Extract >>
A huge commercial success, Aqua Velva came to be associated with GIs in WWII and big name athletes in the 70s and 80s.
Fast forward 100 years and the Aqua Velva brand continues to innovate with a 5 in 1 after shave product that is affordable ($5-8), non-burning, moisturizing, and works to prevent bumps, ingrown hairs, and redness.
14. Jim Beam (1795)
jimbeam.com / 225 years old
In 2005 Jim Beam shipped their 10-millionth barrel of Kentucky Bourbon. It’s a feat difficult to imagine from Beam’s humble origins over 200 years ago.
Bourbon was born in the 1770s when corn farmers in the Kentucky region of Virginia distilled excess crop into a more malty, palatable whiskey. Original Beam patriarch Jacob Beam sold his first barrel of whiskey under the name “Old Jake Beam Sour Mash;” and the present company name of Jim Beam didn’t appear until 1943, named for the 4th generation of Beam men to run the company.

Data excerpts >>

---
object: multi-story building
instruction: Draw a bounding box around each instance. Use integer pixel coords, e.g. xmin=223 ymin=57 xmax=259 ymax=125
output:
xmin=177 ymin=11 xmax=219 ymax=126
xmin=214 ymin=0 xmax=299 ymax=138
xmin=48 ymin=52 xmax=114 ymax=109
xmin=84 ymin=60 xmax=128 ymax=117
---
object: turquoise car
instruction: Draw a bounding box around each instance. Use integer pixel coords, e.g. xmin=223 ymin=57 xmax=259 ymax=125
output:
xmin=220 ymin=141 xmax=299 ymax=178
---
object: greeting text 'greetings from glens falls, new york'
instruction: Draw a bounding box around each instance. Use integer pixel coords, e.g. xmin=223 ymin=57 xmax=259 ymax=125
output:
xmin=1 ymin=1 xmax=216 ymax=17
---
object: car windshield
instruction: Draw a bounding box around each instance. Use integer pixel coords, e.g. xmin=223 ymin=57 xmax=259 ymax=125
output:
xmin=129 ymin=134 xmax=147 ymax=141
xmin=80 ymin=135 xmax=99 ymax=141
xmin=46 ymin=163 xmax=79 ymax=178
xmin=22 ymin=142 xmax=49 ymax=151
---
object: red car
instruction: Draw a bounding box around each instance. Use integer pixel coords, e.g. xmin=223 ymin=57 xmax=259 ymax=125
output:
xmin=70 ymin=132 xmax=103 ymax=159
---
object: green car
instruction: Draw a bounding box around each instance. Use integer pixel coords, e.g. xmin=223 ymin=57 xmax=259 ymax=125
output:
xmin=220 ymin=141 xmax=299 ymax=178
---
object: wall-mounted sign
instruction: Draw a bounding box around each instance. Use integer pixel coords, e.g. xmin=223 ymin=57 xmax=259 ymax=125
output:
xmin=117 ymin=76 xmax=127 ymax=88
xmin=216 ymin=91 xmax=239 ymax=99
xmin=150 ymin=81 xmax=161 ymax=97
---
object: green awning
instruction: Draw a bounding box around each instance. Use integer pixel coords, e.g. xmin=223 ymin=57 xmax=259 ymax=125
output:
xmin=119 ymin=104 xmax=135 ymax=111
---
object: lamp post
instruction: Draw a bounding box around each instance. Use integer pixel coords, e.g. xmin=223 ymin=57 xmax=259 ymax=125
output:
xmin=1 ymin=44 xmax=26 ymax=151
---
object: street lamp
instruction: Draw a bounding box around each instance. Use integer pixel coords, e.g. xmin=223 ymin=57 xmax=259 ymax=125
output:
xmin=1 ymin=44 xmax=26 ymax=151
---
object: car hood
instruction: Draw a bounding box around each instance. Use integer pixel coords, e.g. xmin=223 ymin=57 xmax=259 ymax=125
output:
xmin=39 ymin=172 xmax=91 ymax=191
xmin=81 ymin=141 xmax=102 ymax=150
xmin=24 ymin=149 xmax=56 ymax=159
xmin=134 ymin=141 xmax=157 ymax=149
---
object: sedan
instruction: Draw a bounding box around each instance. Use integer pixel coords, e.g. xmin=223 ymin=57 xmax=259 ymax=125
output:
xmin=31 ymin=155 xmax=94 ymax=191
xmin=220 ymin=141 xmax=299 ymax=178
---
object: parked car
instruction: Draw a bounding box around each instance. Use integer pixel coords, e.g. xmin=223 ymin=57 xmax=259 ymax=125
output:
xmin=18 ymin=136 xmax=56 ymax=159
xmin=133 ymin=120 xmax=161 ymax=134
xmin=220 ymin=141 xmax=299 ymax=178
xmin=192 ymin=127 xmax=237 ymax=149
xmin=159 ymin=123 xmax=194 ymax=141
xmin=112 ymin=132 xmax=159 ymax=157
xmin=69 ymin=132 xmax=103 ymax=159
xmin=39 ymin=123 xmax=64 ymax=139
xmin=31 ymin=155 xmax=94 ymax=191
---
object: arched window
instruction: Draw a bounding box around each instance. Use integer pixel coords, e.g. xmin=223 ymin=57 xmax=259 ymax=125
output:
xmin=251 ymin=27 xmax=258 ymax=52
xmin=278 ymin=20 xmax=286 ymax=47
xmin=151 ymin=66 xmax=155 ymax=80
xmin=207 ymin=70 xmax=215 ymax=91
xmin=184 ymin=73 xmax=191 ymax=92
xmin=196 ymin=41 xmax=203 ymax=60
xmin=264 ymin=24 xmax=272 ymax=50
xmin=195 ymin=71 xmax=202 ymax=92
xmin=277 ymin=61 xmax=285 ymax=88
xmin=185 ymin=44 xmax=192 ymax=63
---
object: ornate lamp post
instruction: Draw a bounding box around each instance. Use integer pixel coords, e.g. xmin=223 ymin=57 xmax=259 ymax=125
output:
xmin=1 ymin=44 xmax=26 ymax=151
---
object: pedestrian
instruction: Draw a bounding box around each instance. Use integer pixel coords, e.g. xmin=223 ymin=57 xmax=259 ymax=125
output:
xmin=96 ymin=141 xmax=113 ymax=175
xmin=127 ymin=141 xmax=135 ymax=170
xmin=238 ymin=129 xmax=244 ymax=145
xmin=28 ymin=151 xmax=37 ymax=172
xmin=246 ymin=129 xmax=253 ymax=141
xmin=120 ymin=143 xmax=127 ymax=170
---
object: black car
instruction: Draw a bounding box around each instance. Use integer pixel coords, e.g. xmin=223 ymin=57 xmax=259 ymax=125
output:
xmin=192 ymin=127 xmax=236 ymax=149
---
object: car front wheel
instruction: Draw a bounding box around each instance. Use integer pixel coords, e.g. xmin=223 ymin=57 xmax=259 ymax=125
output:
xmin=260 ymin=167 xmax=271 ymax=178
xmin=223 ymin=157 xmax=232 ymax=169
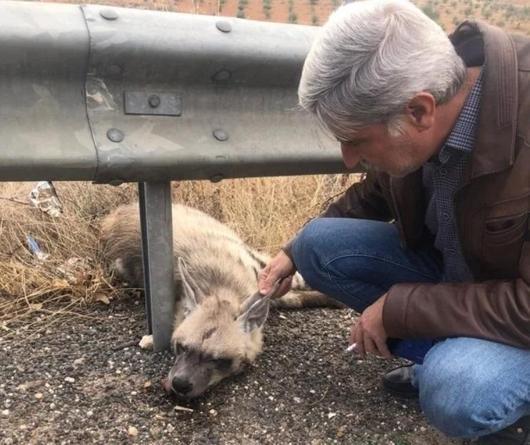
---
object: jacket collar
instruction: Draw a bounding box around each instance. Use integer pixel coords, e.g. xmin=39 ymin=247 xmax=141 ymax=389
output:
xmin=451 ymin=21 xmax=517 ymax=179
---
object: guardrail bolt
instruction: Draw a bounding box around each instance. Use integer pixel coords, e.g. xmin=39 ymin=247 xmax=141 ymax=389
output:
xmin=107 ymin=128 xmax=125 ymax=142
xmin=212 ymin=69 xmax=232 ymax=82
xmin=215 ymin=20 xmax=232 ymax=32
xmin=147 ymin=94 xmax=160 ymax=108
xmin=99 ymin=8 xmax=118 ymax=20
xmin=213 ymin=129 xmax=228 ymax=142
xmin=108 ymin=65 xmax=122 ymax=77
xmin=210 ymin=173 xmax=225 ymax=182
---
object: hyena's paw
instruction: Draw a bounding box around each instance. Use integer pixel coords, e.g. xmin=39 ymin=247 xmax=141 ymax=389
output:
xmin=138 ymin=335 xmax=153 ymax=349
xmin=272 ymin=290 xmax=346 ymax=309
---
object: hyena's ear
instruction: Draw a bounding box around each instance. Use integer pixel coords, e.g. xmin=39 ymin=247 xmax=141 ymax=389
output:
xmin=238 ymin=293 xmax=270 ymax=332
xmin=177 ymin=257 xmax=203 ymax=313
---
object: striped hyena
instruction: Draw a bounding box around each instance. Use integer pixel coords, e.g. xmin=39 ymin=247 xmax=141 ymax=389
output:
xmin=101 ymin=204 xmax=336 ymax=399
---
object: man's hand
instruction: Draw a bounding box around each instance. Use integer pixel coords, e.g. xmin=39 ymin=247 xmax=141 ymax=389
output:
xmin=258 ymin=250 xmax=296 ymax=298
xmin=350 ymin=294 xmax=392 ymax=358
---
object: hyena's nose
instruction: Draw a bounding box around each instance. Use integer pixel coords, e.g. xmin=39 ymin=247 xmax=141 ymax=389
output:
xmin=171 ymin=377 xmax=193 ymax=395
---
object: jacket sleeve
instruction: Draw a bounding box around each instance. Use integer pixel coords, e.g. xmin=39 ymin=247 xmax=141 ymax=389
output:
xmin=282 ymin=172 xmax=392 ymax=260
xmin=383 ymin=278 xmax=530 ymax=348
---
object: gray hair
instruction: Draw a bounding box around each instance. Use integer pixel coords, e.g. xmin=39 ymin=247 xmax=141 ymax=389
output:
xmin=298 ymin=0 xmax=466 ymax=137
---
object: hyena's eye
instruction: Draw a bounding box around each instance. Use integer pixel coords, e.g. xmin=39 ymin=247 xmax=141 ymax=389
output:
xmin=213 ymin=358 xmax=234 ymax=371
xmin=175 ymin=343 xmax=187 ymax=355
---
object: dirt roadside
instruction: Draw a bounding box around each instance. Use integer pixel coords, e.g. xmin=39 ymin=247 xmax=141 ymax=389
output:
xmin=0 ymin=298 xmax=451 ymax=445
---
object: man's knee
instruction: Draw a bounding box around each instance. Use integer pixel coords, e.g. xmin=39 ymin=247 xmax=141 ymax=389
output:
xmin=292 ymin=218 xmax=332 ymax=287
xmin=418 ymin=346 xmax=509 ymax=438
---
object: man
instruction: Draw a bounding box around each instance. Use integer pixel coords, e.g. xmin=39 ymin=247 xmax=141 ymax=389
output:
xmin=260 ymin=0 xmax=530 ymax=445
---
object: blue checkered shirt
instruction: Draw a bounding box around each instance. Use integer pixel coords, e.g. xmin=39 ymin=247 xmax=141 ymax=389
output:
xmin=423 ymin=71 xmax=483 ymax=283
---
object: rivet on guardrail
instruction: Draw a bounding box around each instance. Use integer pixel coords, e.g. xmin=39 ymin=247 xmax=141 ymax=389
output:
xmin=210 ymin=173 xmax=225 ymax=182
xmin=108 ymin=64 xmax=123 ymax=77
xmin=99 ymin=8 xmax=118 ymax=20
xmin=107 ymin=128 xmax=125 ymax=142
xmin=213 ymin=129 xmax=228 ymax=142
xmin=147 ymin=94 xmax=160 ymax=108
xmin=212 ymin=69 xmax=232 ymax=82
xmin=215 ymin=20 xmax=232 ymax=32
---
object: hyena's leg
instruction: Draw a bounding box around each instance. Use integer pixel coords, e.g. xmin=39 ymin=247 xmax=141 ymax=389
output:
xmin=271 ymin=290 xmax=346 ymax=309
xmin=272 ymin=272 xmax=346 ymax=309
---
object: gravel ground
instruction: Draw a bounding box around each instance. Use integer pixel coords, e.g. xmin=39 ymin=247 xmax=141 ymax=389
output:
xmin=0 ymin=298 xmax=451 ymax=445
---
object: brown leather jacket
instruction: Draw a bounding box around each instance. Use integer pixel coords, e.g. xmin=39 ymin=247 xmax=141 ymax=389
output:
xmin=310 ymin=22 xmax=530 ymax=348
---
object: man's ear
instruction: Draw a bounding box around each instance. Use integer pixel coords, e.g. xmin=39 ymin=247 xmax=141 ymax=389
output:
xmin=405 ymin=91 xmax=436 ymax=131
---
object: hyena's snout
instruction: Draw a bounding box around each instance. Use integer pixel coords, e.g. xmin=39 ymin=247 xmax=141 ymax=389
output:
xmin=171 ymin=377 xmax=193 ymax=396
xmin=163 ymin=353 xmax=220 ymax=400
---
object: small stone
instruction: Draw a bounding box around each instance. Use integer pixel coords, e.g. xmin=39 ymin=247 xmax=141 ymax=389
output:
xmin=138 ymin=335 xmax=153 ymax=349
xmin=127 ymin=426 xmax=138 ymax=437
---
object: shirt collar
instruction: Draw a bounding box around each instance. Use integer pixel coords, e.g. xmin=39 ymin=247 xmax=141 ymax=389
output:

Requirements >>
a) According to the brand history text, in what year did the company name Jim Beam first appear?
b) Rewrite the records from their first line through the line containing "xmin=150 ymin=81 xmax=161 ymax=97", replacing "red car" with "maroon car" and leaving everything else unchanged. Give only those lines.

Responses by task >>
a) 1943

b)
---
object: multi-story building
instruction: Draw a bounding box around each instance. Use integer pixel coords, e.g. xmin=223 ymin=57 xmax=259 ymax=125
output:
xmin=177 ymin=11 xmax=219 ymax=126
xmin=214 ymin=0 xmax=299 ymax=138
xmin=48 ymin=52 xmax=114 ymax=109
xmin=84 ymin=60 xmax=128 ymax=117
---
object: turquoise car
instruction: Draw a bounding box around each instance. Use integer pixel coords, e.g. xmin=223 ymin=57 xmax=259 ymax=125
output:
xmin=220 ymin=141 xmax=299 ymax=178
---
object: greeting text 'greetings from glens falls, new york'
instruction: Draw a bounding box around each instance. Use integer pixel coords, e.g. xmin=223 ymin=57 xmax=259 ymax=125
output:
xmin=1 ymin=1 xmax=216 ymax=17
---
object: car windshield
instruction: Draw a bounding box around each instance. Use integer pixel coords, e.g. xmin=223 ymin=57 xmax=259 ymax=125
output:
xmin=129 ymin=134 xmax=147 ymax=141
xmin=80 ymin=135 xmax=99 ymax=141
xmin=46 ymin=163 xmax=79 ymax=178
xmin=22 ymin=142 xmax=49 ymax=151
---
object: maroon car
instruction: Draw a bounding box around each instance. Use integer pixel coords, e.g. xmin=223 ymin=57 xmax=259 ymax=125
output:
xmin=70 ymin=132 xmax=103 ymax=159
---
object: green car
instruction: Draw a bounding box around each instance. Use integer pixel coords, e.g. xmin=223 ymin=57 xmax=259 ymax=125
output:
xmin=220 ymin=141 xmax=299 ymax=178
---
object: wall-mounted sign
instruction: Draw a bounding box around each instance. Use integer pixel coords, e.g. xmin=223 ymin=57 xmax=259 ymax=125
output:
xmin=117 ymin=76 xmax=127 ymax=88
xmin=216 ymin=91 xmax=239 ymax=99
xmin=150 ymin=81 xmax=161 ymax=97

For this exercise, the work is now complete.